Dataset excerpt
☆ ☆ ☆ ☆ ☆ ☆ ☆

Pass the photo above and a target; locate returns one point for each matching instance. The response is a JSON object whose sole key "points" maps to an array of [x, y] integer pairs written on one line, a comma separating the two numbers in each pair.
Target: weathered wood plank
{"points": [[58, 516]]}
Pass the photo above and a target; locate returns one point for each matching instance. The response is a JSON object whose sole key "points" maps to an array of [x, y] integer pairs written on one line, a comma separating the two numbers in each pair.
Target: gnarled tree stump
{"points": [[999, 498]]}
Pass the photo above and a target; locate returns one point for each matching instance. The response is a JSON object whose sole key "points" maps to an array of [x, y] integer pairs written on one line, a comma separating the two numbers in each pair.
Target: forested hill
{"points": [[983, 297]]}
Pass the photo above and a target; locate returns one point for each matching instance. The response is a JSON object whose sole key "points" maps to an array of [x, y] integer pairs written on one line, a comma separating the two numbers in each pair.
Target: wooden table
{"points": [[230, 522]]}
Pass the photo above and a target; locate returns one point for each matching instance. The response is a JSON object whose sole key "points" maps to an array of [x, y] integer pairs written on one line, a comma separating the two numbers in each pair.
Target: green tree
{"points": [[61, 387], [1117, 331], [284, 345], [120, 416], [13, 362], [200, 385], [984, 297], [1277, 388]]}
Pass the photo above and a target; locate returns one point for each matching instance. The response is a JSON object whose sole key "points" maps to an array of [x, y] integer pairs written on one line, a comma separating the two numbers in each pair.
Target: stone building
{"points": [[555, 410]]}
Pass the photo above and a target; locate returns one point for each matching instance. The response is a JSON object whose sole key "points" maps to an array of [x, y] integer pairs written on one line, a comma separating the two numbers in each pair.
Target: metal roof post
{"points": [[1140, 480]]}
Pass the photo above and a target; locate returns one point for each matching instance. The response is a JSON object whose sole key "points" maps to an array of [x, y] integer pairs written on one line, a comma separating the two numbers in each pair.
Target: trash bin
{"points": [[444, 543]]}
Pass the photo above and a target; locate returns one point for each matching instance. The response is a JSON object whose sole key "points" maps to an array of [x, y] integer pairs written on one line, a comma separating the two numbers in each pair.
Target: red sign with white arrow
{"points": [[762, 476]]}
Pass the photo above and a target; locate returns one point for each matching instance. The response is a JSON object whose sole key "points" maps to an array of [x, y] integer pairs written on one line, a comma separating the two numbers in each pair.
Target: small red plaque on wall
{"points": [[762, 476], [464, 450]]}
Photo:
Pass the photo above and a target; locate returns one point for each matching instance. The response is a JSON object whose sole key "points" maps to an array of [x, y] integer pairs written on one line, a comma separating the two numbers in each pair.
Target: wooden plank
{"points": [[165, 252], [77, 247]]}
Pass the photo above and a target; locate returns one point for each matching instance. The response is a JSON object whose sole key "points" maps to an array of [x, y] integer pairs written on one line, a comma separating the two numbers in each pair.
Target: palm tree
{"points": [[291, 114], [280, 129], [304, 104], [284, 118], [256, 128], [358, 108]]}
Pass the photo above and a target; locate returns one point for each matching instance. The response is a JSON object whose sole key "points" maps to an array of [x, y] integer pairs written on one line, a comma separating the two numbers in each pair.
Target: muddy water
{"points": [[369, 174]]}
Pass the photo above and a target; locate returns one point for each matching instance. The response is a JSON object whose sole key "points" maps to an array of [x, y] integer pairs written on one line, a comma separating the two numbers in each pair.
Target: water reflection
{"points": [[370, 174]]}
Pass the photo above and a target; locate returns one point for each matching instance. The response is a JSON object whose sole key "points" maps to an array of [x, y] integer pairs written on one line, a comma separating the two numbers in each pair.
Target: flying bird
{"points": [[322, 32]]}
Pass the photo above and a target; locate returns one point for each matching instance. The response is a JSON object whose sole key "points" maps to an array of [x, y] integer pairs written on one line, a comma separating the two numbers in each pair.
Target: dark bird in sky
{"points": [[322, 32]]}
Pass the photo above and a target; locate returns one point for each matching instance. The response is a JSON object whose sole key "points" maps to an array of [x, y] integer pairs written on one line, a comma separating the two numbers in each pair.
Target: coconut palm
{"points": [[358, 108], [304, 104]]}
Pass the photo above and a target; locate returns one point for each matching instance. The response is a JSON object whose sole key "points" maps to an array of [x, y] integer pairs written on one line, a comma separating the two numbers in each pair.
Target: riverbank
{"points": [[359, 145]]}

☆ ☆ ☆ ☆ ☆ ☆ ☆

Exercise:
Reproduce the data in its entirety, matching each character.

Finished answer:
Pass the photo above and a target; locate returns one point for each matching instance. The response is a JSON object whose sole key "points" maps to an array of [x, y] integer pairs written on one line, a comma separating the two numbers in each pair.
Target: weathered wood plank
{"points": [[58, 516]]}
Pass the photo above and a target; locate returns one point for each matching instance. The response is a JSON object whose sole key "points" maps to an array of [x, y] integer pairs written on one line, a comma separating the two numbers in each pair.
Target: gnarled tree stump
{"points": [[999, 498]]}
Pass the photo above and a target; locate returns one point for each matching instance. The response is a JSON object whose sole key "points" maps to an array of [x, y] integer pairs written on one line, a comma separating the two numbers in each pair.
Target: forested hill
{"points": [[983, 297]]}
Pass the photo above and a target; locate returns one point for each matching instance. The response is a JSON object whose sole key "points" maps to an array of [x, y] integer pairs written on one line, a comma separating the two numbers in each pair.
Target: wooden table
{"points": [[230, 522]]}
Pass the photo above and a target; locate returns one point for each matching instance. The response is a JSON object whose sole key "points" maps to an array of [x, y] integer pairs written on one line, a comma separating the two numbers in each pair.
Target: green tree
{"points": [[61, 387], [1117, 331], [284, 345], [120, 416], [13, 362], [200, 385], [984, 297], [1277, 388]]}
Pass the photo above and a target; locate returns one point for each matching instance. The response is a JSON object whose sole key "points" maps to an array of [x, y] integer pairs written on one line, a comma separating the two numbers in each pair.
Target: stone building
{"points": [[555, 410]]}
Pass the photo above and a target; locate returns one point for each matching instance. The response is a JSON object whose sole key "points" maps to an array of [x, y] integer pairs written on one line, a comma separating the two numbers in each pair.
Target: metal roof post
{"points": [[1140, 480]]}
Pass the photo above and a target; locate returns one point for each matching instance. The response is a JSON object whose sole key "points" maps to an array of [x, y] integer pairs written on one line, a comma separating the two numbers in each pair.
Target: trash bin
{"points": [[444, 543]]}
Pass the photo above and a target; locate returns one point for each matching instance. The response is a JSON object whose sole key "points" maps to an array of [x, y] integer pairs written on one line, a comma separating the two numbers in each pair.
Target: red sign with white arrow
{"points": [[762, 476]]}
Pass the photo above and a target; locate returns one point for each matching instance. The response is a JSON object whose sole key "points" maps to an array of [x, y] integer pairs written on one line, a comma separating the two numbers in each pair.
Target: small red plaque on wall
{"points": [[762, 476], [464, 450]]}
Photo:
Pass the photo above and a target; locate returns one point for each matching instance. The response is a JSON object whose sole key "points" maps to an array of [x, y] integer pairs written on one line, a comma separating the two numbers in each pair.
Target: wooden plank
{"points": [[165, 252], [77, 247]]}
Pass the photo above and a target; locate returns one point for each matching instance. The response is a JSON object whose sole key "points" maps to an array of [x, y] integer pairs written on one line, a comma separating the two numbers in each pair.
Target: palm tree
{"points": [[291, 114], [280, 129], [304, 104], [284, 118], [256, 128], [358, 108]]}
Pass the photo above and a target; locate returns one point for each matching instance. The response is a JSON object whose sole key "points" maps to an array of [x, y] integer pairs written on one line, a comma separating the two numbers in each pair.
Target: muddy water
{"points": [[369, 174]]}
Pass the photo above and a target; locate returns one point for each matching instance. The response is a JSON object whose sole key "points" maps to an array of [x, y] integer pairs written on one line, a comma separating the two numbers in each pair.
Target: water reflection
{"points": [[370, 174]]}
Pass the photo above and a target; locate returns one point for each matching instance. The response is a JSON object whose sole key "points" maps to an array of [x, y] integer pairs written on one line, a comma separating the two numbers in each pair.
Target: flying bird
{"points": [[322, 32]]}
Pass the photo above and a target; locate returns one point for each matching instance. The response is a JSON object whose sole key "points" maps to an array of [x, y] integer pairs written on one line, a comma separating the two numbers in each pair.
Target: dark bird in sky
{"points": [[322, 32]]}
Pass the photo above and a target; locate returns one point for each matching instance. The response is a JSON object whose sole key "points" maps to an array of [x, y] integer pairs written on one line, a comma separating the two numbers in each pair.
Target: coconut palm
{"points": [[358, 108], [304, 104]]}
Pass the photo above and a target; locate returns one point for each matching instance. The response is a JSON object whose sole key "points" maps to an array of [x, y] integer pairs written on one line, a comma separating the two numbers in each pair.
Target: riverbank
{"points": [[359, 145]]}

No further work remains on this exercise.